Page excerpt:
Content starts
And on page 45 there is something called Ptilotus that would look great as the thriller in my larger planters … at $8.25 for 10 seeds do I dare see if I can grow them? And something called Penstemon on page 52 that apparently hummingbirds love.  They are only $5.70 for 20 seeds.  What I don’t do for my hummingbirds.

I may have circled a few things on my quick flip through in January, but I see that the crazy farmer wants to grow giant pumpkins again this year and seems very interested in a mushroom farm as well.  Such is the power of Spring Fever that none of this seems like a bad idea at the moment.  Weeding in the hot July sun is the perfect cure for it but I’ve noticed that immunity doesn’t last long enough to be of any help.  Here I am in February going overboard yet again.

So I will make up my order and I will plant my seeds, and then transplant the seedlings as they grow.  It will keep me busy while the days lengthen out and the sun gets stronger.  And then, whether everything grows for me or not, I will be off to all the greenhouses within driving distance to bask in their warmth and scent, and spending an undisclosed amount of money on all the things that make my heart happy.

I know we’re not supposed to wish our time away, but I can’t wait.

Sunday, January 8, 2023

 

IT’S JUST SAD

It’s that time of the year again.  The holiday rush is over, the company has all gone home, the tree is down and the decorations have been put away.  I think I’ve even found 87% of the nerf bullets that seem to be everywhere after the grandchildren have been visiting.  Thanks to a very generous uncle they have enough ammunition to keep the nerf war raging until they all graduate college.

But, as everyone seems to make the switch back into regular life at the beginning of January I have trouble shifting gears.  I’ve always had trouble with back shifting – just ask our old Ford grain truck.

That’s a whole other story, though.

I call this time of the year the Doldrums.  To sailors ‘the Doldrums’ is when there are no winds to power a sailboat leaving it to drift listlessly, going nowhere.  To me it’s the low sunlight days of January and February where I drift listlessly from room to room wondering what to make for supper.  Same thing, really.

Science calls it something else; Seasonal Affective Disorder. 

SAD for short, which is very fitting because that’s how it feels – just sad. 

Lacking joy.  Or energy.  Or inspiration. 

Day, after day, after day. 

And still having to come up with a supper menu,

 every. single. night. 

So tedious.
Content ends
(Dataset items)
Content starts
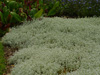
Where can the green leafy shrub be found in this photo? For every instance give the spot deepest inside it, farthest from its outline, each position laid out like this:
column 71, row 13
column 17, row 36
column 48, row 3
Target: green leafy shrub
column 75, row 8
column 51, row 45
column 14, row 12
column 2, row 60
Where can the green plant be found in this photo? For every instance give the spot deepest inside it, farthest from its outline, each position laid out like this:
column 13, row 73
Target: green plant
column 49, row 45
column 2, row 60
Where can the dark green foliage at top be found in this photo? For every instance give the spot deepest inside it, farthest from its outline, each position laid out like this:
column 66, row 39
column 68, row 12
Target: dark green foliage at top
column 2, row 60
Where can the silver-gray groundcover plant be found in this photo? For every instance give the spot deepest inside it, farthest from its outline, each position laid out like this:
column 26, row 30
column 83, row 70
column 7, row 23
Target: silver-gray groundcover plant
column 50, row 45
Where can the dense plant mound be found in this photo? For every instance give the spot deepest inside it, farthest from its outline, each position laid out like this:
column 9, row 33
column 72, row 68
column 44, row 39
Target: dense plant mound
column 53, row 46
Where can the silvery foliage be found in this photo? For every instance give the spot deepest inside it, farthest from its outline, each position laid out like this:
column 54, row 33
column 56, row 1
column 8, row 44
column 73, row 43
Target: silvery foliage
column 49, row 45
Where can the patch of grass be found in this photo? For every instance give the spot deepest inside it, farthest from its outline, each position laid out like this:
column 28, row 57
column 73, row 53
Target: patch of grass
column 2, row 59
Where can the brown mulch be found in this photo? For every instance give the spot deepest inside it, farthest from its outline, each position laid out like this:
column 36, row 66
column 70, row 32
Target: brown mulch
Content ends
Task A:
Answer these questions about the blog excerpt on seed catalogs and the winter doldrums:
(i) What is the price of the Penstemon seeds, and how many seeds come in a packet?
(ii) What percentage of the nerf bullets does the writer think has been found?
(iii) What name does science give to what the writer calls the Doldrums?
Task B:
Continue the blog excerpt on seed catalogs and the winter doldrums after its last line.
This material has no connection to the blog excerpt.

Result A:
(i) $5.70 for 20 seeds.
(ii) 87%.
(iii) Seasonal Affective Disorder.

Result B:
The doctors at the Mayo Clinic agree that it’s most likely caused by the lack of sunlight.  This lack of light messes with our Circadian rhythm disrupting our sleep patterns and drops our Serotonin and Melatonin levels which triggers moodiness and depression …  and stagnation in the food preparation department.  (Okay, I added that part myself, but it fits the model they present.) 

They also say that people who live close to the equator don’t get SAD – I’m thinking that’s self explanatory.

Although they warn that SAD can develop into serious depression, most sufferers can wait it out until we can plant seeds and watch things grow.  This coming-back-to-life phenomenon has pulled me back from the brink year after year.  My husband built me a greenhouse to give tribute to the Sun god in gratitude.

After all these winters I have learned a list of things I can do to try to shake off the funk.  Get outside and soak up what sun there is.  Take on a project and finish it – the sense of accomplishment is like a magic elixir.  Spend time with friends in laughter and conversation.  Focus on a long-term goal and spend time making plans to bring it to fruition.  (Anyone want to head out to a tropical destination?  You know, to test out that theory about being close to the equator?)

Or you could ask your phone what to make for supper … and then tell Siri to make it herself.

Today is a sunnier day than we’ve been having lately so I took this self advice and the dog and I went for a short walk.  He was insanely happy to see me outside, so that’s a start.  I also completed a project – if you can call changing the kitty litter something so grand.  Fore sure I feel better now that it’s done!  I imagine the cat does too.

I came back inside filled with new purpose and put a roast beef in the oven for supper. 

One more day down, approximately 60 more to go.